DATA FOR THE TASK Start Marker
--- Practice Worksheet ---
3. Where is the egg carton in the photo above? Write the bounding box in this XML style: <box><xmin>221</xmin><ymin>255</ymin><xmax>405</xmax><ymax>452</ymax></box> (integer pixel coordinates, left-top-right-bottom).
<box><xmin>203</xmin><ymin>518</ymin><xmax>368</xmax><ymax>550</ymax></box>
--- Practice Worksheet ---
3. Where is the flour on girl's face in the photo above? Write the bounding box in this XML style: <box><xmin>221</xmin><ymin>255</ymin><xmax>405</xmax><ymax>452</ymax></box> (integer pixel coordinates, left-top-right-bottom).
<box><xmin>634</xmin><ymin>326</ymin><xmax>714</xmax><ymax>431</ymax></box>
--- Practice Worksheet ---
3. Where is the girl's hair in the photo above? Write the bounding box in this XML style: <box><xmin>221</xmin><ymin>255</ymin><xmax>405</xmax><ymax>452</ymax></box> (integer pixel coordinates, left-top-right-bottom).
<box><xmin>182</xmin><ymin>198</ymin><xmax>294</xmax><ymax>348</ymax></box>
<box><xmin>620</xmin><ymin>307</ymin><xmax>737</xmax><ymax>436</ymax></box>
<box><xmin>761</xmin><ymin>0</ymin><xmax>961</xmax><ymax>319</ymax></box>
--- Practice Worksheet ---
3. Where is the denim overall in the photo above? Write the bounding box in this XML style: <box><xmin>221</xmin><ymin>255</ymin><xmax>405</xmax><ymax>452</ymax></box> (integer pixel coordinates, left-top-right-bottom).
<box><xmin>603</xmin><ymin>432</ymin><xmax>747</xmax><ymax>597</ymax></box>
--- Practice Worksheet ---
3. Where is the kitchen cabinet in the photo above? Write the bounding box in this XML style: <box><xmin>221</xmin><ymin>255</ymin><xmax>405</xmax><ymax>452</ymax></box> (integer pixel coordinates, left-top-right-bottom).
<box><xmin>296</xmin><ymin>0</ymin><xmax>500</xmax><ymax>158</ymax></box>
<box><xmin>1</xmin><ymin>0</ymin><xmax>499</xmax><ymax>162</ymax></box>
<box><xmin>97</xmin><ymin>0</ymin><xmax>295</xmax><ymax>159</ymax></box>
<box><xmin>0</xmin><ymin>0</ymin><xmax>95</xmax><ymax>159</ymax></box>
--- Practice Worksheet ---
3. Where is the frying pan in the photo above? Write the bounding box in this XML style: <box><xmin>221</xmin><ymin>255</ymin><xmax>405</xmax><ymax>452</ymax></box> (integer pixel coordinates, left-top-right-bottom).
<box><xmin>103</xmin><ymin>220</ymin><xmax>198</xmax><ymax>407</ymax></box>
DATA FOR THE TASK End Marker
## YOUR TASK:
Return the data in full, with each line kept exactly as it is.

## OUTPUT OF THE EXERCISE:
--- Practice Worksheet ---
3. Where is the egg carton in the photo above? Write the bounding box in this XML style: <box><xmin>221</xmin><ymin>255</ymin><xmax>405</xmax><ymax>452</ymax></box> (integer pixel coordinates, left-top-right-bottom).
<box><xmin>203</xmin><ymin>518</ymin><xmax>368</xmax><ymax>550</ymax></box>
--- Practice Worksheet ---
3. Where is the flour on girl's face in the photo above? Write the bounding box in this XML style: <box><xmin>221</xmin><ymin>255</ymin><xmax>405</xmax><ymax>452</ymax></box> (integer pixel coordinates, left-top-right-bottom).
<box><xmin>634</xmin><ymin>326</ymin><xmax>714</xmax><ymax>431</ymax></box>
--- Practice Worksheet ---
3. Where is the girl's hair in the photo above? Write the bounding box in this XML style: <box><xmin>221</xmin><ymin>255</ymin><xmax>405</xmax><ymax>452</ymax></box> (integer pixel coordinates, left-top-right-bottom).
<box><xmin>182</xmin><ymin>198</ymin><xmax>294</xmax><ymax>348</ymax></box>
<box><xmin>620</xmin><ymin>307</ymin><xmax>737</xmax><ymax>436</ymax></box>
<box><xmin>761</xmin><ymin>0</ymin><xmax>961</xmax><ymax>319</ymax></box>
--- Practice Worksheet ---
3. Where is the denim overall in the photo above? Write the bounding box in this XML style: <box><xmin>221</xmin><ymin>255</ymin><xmax>405</xmax><ymax>452</ymax></box> (integer pixel coordinates, left-top-right-bottom).
<box><xmin>603</xmin><ymin>432</ymin><xmax>747</xmax><ymax>597</ymax></box>
--- Practice Worksheet ---
3. Where is the kitchen cabinet in the photo above? Write the bounding box in this XML style: <box><xmin>221</xmin><ymin>255</ymin><xmax>405</xmax><ymax>452</ymax></box> (integer pixel coordinates, left-top-right-bottom).
<box><xmin>296</xmin><ymin>0</ymin><xmax>500</xmax><ymax>158</ymax></box>
<box><xmin>1</xmin><ymin>0</ymin><xmax>499</xmax><ymax>162</ymax></box>
<box><xmin>97</xmin><ymin>0</ymin><xmax>295</xmax><ymax>159</ymax></box>
<box><xmin>0</xmin><ymin>0</ymin><xmax>95</xmax><ymax>159</ymax></box>
--- Practice Worksheet ---
3. Where is the frying pan in the photo above? Write the bounding box in this XML style: <box><xmin>221</xmin><ymin>255</ymin><xmax>405</xmax><ymax>452</ymax></box> (integer pixel coordinates, left-top-right-bottom).
<box><xmin>103</xmin><ymin>220</ymin><xmax>198</xmax><ymax>407</ymax></box>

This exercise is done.